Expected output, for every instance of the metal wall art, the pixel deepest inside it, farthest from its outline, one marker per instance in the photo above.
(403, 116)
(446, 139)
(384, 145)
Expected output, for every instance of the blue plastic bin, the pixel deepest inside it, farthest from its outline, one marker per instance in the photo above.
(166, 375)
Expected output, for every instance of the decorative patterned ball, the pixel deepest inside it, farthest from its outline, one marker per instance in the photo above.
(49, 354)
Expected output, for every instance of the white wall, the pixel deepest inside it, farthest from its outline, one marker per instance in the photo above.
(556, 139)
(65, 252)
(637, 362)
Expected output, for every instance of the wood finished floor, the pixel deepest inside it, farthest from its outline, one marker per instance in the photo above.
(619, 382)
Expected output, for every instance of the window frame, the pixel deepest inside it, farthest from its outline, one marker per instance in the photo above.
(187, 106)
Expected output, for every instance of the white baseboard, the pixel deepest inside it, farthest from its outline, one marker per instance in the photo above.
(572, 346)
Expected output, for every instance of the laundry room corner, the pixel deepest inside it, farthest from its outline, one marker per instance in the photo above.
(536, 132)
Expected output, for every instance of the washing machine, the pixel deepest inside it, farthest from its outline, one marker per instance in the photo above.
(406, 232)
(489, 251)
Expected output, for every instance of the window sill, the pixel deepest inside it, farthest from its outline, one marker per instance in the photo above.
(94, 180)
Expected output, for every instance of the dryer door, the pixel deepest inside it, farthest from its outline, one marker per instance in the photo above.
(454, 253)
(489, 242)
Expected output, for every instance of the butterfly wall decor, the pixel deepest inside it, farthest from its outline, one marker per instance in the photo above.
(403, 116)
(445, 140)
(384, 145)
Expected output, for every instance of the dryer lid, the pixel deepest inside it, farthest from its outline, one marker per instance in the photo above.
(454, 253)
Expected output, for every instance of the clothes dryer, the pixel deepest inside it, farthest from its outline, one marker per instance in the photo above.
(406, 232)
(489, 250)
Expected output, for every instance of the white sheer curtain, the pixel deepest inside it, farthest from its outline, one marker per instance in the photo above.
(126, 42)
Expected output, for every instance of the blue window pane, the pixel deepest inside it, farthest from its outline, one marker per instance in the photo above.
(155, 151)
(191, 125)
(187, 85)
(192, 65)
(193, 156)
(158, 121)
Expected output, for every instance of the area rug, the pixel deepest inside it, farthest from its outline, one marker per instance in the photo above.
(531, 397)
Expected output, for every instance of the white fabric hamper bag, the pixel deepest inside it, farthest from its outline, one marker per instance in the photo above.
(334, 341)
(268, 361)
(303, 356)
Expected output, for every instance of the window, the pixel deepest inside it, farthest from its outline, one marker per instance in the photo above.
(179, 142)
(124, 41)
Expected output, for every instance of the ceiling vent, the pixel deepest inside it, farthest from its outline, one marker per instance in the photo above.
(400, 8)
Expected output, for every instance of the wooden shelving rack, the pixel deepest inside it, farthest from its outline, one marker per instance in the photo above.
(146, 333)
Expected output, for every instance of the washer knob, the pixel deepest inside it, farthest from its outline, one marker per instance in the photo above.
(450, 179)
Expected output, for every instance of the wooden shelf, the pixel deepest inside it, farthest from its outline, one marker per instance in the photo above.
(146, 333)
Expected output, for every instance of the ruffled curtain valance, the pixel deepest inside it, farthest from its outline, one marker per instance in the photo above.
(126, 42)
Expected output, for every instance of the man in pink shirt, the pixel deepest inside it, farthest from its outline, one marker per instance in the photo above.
---------------
## SHORT EXERCISE
Extract the full listing and reproduce each line exactly.

## WRITTEN ANSWER
Expected output, for every instance of the metal wall art, the pixel deepest inside it, farthest from its outline, one marker per instance in the photo above.
(403, 116)
(446, 139)
(384, 145)
Expected output, for every instance of the blue plastic bin, the pixel deepest inside it, farthest from its outline, one marker per instance in the photo above.
(166, 375)
Expected output, for every instance of the decorative patterned ball, the pixel deepest inside it, farthest from its outline, one marker per instance in the photo above.
(49, 354)
Expected output, for every instance of the white wall, the pixel deepest inside it, farthest from its outline, one marker per instance in the photo above.
(556, 139)
(65, 252)
(637, 362)
Expected output, for every instance of the wood finished floor, the pixel deepest inside it, farthest from its outline, one marker per instance in the photo above.
(619, 382)
Expected output, for every instance of the window frame, the pixel deepest inside it, farthest from its outline, one marker per instance in the photo above.
(187, 106)
Expected output, for every instance of the white baseboard, the pixel deepest inside it, farthest from its outline, one marker per instance in the photo above.
(572, 346)
Expected output, for every instance of the laundry room corner, the pixel deepest inside it, farthest from its outline, one marker per instance in the photo above.
(536, 132)
Expected output, for every instance of the washing machine, the pixel deepest inside it, farthest from its outline, one marker per instance in the photo above.
(406, 232)
(489, 251)
Expected output, for every instance of the window sill, the pixel deepest inside it, farthest from its outline, one marker per instance in the photo above.
(94, 180)
Expected output, for every instance of the dryer door, the pixel deepest inside it, farthest from its outline, one marker per instance in the photo above.
(454, 253)
(489, 242)
Expected output, for every instance of the butterfly wall decor, the pixel deepest inside it, farthest from its outline, one marker per instance in the photo above.
(403, 116)
(445, 140)
(384, 145)
Expected output, for every instance of the dryer lid, the pixel deepest inside it, farthest from its outline, one marker per instance in the photo above.
(454, 253)
Expected output, for every instance of the clothes dryer, the pixel deepest inside it, farthest from its outline, one marker per instance in the photo above.
(406, 232)
(489, 250)
Expected output, for every instance of the white sheer curtain, the pixel deepest inside it, farthest from its outline, one marker per instance in the photo above.
(126, 42)
Expected output, for every instance of the blue window pane, the pixel deepest inside it, farthest from its outline, one marker per instance in the photo above.
(155, 151)
(191, 125)
(187, 85)
(192, 65)
(193, 156)
(158, 121)
Expected output, for every instance of the area rug, the pixel deepest inside it, farthest from its outline, one marker per instance in the photo above.
(531, 397)
Expected output, for every instance of the white fabric hamper bag, the pixel deepest inside it, farthest from its outline, one marker per instance in the photo above.
(334, 341)
(268, 361)
(303, 356)
Expected output, for every instance of the window, the pixel deepest inside it, farthest from its outline, one marker per instance in the photo above.
(179, 142)
(124, 41)
Expected output, for every instance of the ceiling vent, the pixel deepest inside it, farthest from its outline, one marker per instance in the photo above.
(400, 8)
Expected output, for every instance of the wooden shelving rack, the pixel deepest inside it, farthest from its outline, one marker per instance in the photo above.
(146, 333)
Expected output, for every instance of the washer knob, the pixel deepest inside it, farthest from its outline, one marker per instance in the photo above.
(450, 179)
Expected output, for every instance of the wooden shelf, the pixel deepest inside it, farthest from its outline, one marker per instance in the photo above.
(146, 333)
Expected output, for every instance of the ruffled curtain valance, the pixel deepest inside it, farthest from its outline, one marker per instance in the photo above.
(126, 42)
Expected output, for every instance of the man in pink shirt, the pixel deepest inside it, farthest from its outline, one marker per instance in the photo above.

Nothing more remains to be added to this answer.